LinuxQuestions.org
Welcome to the most active Linux Forum on the web.
Home Forums Tutorials Articles Register
Go Back   LinuxQuestions.org > Forums > Linux Forums > Linux - Hardware
User Name
Password
Linux - Hardware This forum is for Hardware issues.
Having trouble installing a piece of hardware? Want to know if that peripheral is compatible with Linux?

Notices


Reply
  Search this Thread
Old 04-28-2016, 07:44 PM   #1
r00tk1ll
LQ Newbie
 
Registered: Apr 2016
Posts: 14

Rep: Reputation: Disabled
Recover Data From Striped Logical Volume Group With Failing Drive


Hello,
I am working on a CentOS 6 server that has 7 physical drives in a striped logical volume group. The server will not boot and fails with a kernel panic. I booted it up with a live CentOS cd and in the GUI under Utilities->Drives it shows one of the drives in red saying "Disk Likely to Fail Soon". The files I am looking for are in the /var/www/hmtl directory.

My initial thought was to read only mount the LVG and just copy the files in that directory to an external drive but the entire /var directory doesn't even appear when I give the "ls" command on the mounted LVG. It does list other folders though, I.E. /etc, /boot, /usr, etc..

So my question is what would be the next step to try to recover the data?

Also, being that it's a "striped" logical volume, would I be able to just replace the failing drive to repair the system or would that make matters worse?

I'm new to working with logical volumes and would appreciate any help,
Thanks
 
Old 04-28-2016, 10:12 PM   #2
syg00
LQ Veteran
 
Registered: Aug 2003
Location: Australia
Distribution: Lots ...
Posts: 21,131

Rep: Reputation: 4121Reputation: 4121Reputation: 4121Reputation: 4121Reputation: 4121Reputation: 4121Reputation: 4121Reputation: 4121Reputation: 4121Reputation: 4121Reputation: 4121
Quote:
Originally Posted by r00tk1ll View Post
My initial thought was to read only mount the LVG and just copy the files in that directory to an external drive but the entire /var directory doesn't even appear when I give the "ls" command on the mounted LVG. It does list other folders though, I.E. /etc, /boot, /usr, etc..

- **DATA ENTRIES**:
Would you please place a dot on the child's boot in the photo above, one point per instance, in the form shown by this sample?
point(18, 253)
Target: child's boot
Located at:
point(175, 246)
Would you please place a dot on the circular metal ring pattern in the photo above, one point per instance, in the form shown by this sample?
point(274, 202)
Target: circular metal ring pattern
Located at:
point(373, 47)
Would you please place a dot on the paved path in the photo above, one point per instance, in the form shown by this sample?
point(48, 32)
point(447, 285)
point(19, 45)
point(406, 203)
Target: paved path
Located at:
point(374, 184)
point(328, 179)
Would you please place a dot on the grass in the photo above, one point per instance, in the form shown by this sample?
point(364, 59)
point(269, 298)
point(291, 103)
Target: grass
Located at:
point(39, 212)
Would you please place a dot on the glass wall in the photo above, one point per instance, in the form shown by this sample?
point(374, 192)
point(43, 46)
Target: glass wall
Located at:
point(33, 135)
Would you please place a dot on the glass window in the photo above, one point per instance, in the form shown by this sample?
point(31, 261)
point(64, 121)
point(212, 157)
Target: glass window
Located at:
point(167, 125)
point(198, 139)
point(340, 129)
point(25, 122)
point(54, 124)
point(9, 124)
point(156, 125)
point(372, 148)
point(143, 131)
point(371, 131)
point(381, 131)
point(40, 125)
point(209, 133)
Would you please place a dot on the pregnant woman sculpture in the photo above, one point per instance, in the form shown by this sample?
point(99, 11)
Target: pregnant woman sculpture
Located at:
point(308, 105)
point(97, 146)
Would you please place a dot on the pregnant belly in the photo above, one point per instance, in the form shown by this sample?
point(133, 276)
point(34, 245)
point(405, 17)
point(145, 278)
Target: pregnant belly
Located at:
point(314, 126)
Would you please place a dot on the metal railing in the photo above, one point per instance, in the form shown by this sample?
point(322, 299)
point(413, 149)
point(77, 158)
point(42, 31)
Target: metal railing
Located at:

- **EXERCISE**: In the forum thread about recovering data from a striped logical volume, how many physical drives does the CentOS 6 server have?

- **FULL SOLUTION**: Seven.